Excerpt to read:
NATS JetStream >= 2.10.17 slows down under load in a specific situation

pcsegal commented 1 month ago

Observed behavior

In recent NATS JetStream versions (2.10.17, 2.10.18 and 2.11.0-dev), when I publish messages at a relatively high rate into a stream with WorkQueue retention policy, the stream operations start to slow down and time out after a while. When I test the same example against NATS 2.10.12, it runs to completion with no errors.

Expected behavior

I would expect the performance to be the same that I observe on NATS 2.10.12.

Server and client version

I tested the following server versions of NATS: 2.10.12, 2.10.17, 2.10.18 and the development version (2.11.0-dev) in the main branch.

In version 2.10.12, I observed normal performance. In all the other versions, I observed the performance degradation.

Go client (github.com/nats-io/nats.go): v1.36.0.

Recorded data:
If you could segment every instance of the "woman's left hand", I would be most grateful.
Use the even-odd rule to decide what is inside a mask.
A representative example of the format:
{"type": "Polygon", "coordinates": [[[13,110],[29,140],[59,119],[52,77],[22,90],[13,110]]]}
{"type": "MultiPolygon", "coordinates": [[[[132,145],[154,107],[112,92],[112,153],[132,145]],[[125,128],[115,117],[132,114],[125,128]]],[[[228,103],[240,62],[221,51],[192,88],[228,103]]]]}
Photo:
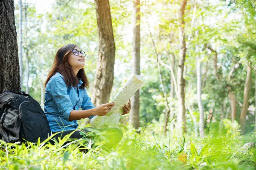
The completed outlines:
{"type": "Polygon", "coordinates": [[[128,105],[125,105],[125,107],[123,108],[124,109],[124,112],[122,115],[124,115],[126,114],[129,112],[130,112],[130,110],[131,110],[131,99],[129,99],[129,103],[128,103],[128,105]]]}

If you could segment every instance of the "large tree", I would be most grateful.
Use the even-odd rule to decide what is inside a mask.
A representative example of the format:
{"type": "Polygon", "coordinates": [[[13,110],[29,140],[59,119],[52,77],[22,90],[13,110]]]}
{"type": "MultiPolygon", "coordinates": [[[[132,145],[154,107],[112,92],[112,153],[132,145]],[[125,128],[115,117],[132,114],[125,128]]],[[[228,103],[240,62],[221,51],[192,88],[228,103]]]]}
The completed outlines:
{"type": "Polygon", "coordinates": [[[0,93],[20,89],[13,0],[0,1],[0,93]]]}
{"type": "MultiPolygon", "coordinates": [[[[134,30],[132,59],[132,73],[140,74],[140,0],[136,0],[134,4],[134,30]]],[[[129,124],[137,128],[140,126],[140,90],[132,96],[131,99],[131,110],[130,113],[129,124]]]]}
{"type": "Polygon", "coordinates": [[[180,134],[182,134],[186,131],[186,117],[185,115],[185,81],[183,74],[184,65],[186,50],[185,41],[185,31],[184,21],[184,11],[187,3],[186,0],[183,0],[179,10],[179,39],[180,42],[180,53],[178,67],[177,72],[177,87],[178,100],[178,113],[177,116],[176,129],[179,131],[180,134]]]}
{"type": "Polygon", "coordinates": [[[92,101],[95,105],[108,103],[113,80],[116,47],[108,0],[95,0],[99,34],[97,72],[92,101]]]}

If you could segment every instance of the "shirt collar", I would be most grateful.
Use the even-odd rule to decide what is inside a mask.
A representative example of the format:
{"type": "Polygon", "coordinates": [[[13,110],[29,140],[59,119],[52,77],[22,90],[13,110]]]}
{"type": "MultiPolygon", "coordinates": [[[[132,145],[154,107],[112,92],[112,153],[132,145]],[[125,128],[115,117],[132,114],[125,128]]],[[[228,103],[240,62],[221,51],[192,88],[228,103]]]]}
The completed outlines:
{"type": "Polygon", "coordinates": [[[80,87],[81,86],[81,85],[82,85],[82,84],[83,84],[83,82],[82,81],[82,80],[81,79],[79,79],[79,82],[78,82],[78,87],[80,87]]]}

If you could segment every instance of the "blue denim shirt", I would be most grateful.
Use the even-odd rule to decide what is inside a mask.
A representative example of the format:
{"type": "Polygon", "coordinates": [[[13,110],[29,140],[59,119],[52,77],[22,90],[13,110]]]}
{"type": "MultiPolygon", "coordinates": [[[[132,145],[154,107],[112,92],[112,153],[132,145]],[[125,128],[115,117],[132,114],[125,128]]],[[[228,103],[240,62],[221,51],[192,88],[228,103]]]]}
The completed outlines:
{"type": "MultiPolygon", "coordinates": [[[[79,80],[78,86],[82,83],[79,80]]],[[[47,82],[45,98],[44,112],[53,132],[76,129],[77,120],[69,120],[71,111],[79,110],[80,108],[84,110],[95,107],[86,89],[77,89],[73,86],[69,88],[64,77],[58,72],[47,82]]]]}

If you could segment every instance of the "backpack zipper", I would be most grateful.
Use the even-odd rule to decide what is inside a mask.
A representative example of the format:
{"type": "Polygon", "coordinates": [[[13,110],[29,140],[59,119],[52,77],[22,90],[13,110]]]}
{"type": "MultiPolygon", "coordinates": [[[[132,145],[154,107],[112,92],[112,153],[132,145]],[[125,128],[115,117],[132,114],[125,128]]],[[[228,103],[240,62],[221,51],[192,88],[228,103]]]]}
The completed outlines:
{"type": "Polygon", "coordinates": [[[19,113],[20,113],[20,114],[19,114],[19,118],[20,118],[20,119],[21,119],[21,122],[23,123],[22,123],[22,128],[23,128],[23,132],[24,132],[24,134],[25,135],[25,137],[26,138],[26,140],[28,140],[28,135],[26,133],[26,131],[25,130],[25,126],[23,124],[24,124],[24,120],[23,119],[23,117],[22,116],[22,113],[21,113],[21,105],[22,105],[22,104],[24,103],[26,103],[26,102],[30,102],[30,103],[33,103],[33,102],[30,102],[30,101],[24,101],[23,102],[21,102],[21,103],[20,103],[20,106],[19,106],[19,113]]]}

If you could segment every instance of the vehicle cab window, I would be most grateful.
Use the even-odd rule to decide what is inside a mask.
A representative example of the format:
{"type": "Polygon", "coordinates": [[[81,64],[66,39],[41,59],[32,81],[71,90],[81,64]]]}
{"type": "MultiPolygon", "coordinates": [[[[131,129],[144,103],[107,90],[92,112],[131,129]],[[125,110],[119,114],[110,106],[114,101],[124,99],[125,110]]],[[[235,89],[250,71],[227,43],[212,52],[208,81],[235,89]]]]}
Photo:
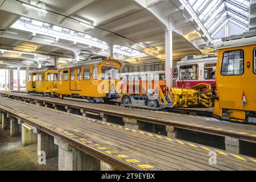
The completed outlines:
{"type": "Polygon", "coordinates": [[[82,69],[77,69],[77,80],[82,80],[82,69]]]}
{"type": "Polygon", "coordinates": [[[221,75],[241,75],[243,73],[243,51],[226,51],[223,54],[221,75]]]}
{"type": "Polygon", "coordinates": [[[198,65],[188,65],[180,67],[180,80],[197,80],[198,65]]]}
{"type": "Polygon", "coordinates": [[[205,80],[215,79],[216,63],[207,63],[204,65],[204,78],[205,80]]]}
{"type": "Polygon", "coordinates": [[[62,80],[62,72],[61,71],[59,72],[59,81],[62,80]]]}
{"type": "Polygon", "coordinates": [[[75,69],[71,69],[70,76],[71,80],[75,80],[75,69]]]}

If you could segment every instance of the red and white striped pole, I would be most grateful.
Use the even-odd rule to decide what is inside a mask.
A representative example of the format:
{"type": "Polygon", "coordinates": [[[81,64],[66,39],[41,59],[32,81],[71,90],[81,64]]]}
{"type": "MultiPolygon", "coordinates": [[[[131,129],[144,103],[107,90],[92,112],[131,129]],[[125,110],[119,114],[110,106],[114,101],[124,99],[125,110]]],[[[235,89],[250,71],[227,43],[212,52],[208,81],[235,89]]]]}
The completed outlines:
{"type": "Polygon", "coordinates": [[[166,81],[171,90],[172,83],[172,31],[166,32],[166,81]]]}

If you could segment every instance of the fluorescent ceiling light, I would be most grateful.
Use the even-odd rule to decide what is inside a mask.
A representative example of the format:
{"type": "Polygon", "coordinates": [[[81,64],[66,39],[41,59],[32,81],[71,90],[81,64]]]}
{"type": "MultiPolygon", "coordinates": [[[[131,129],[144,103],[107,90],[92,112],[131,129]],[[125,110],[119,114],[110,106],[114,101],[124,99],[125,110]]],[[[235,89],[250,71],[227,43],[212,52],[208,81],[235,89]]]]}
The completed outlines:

Goals:
**A.** Locate each line of the records that contains the word "instance" and copy it out, treating uppercase and lowercase as different.
**B.** Write the next part of the NATS JetStream slowdown report, beginning after its final line.
The records are unrelated to the text.

Task results:
**A.**
If you could segment every instance of the "woman's left hand", I would be most grateful.
If you could segment every instance of the "large tree", I would be most grateful.
If you could segment every instance of the "shirt collar", I would be most grateful.
If you could segment every instance of the "blue denim shirt", I would be most grateful.
If you could segment every instance of the "backpack zipper", I would be most grateful.
If you could segment every instance of the vehicle cab window, I would be most grateful.
If you could segment every instance of the red and white striped pole, I would be most grateful.
If you could segment every instance of the fluorescent ceiling light, I would be most grateful.

**B.**
Host environment

OS: Ubuntu 22.04.1 LTS on WSL2 (Windows 10) CPU: Intel(R) Core(TM) i3-3220 CPU @ 3.30GHz RAM: 8.00 GB

Steps to reproduce

Run nats-server -js with NATS server version 2.10.18.
Execute the script whose listing is given below. You should see several lines of the type error fetching from workqueue nats: timeout and error acking msg from workqueue nats: timeout.
Run nats-server -js with NATS server version 2.10.12.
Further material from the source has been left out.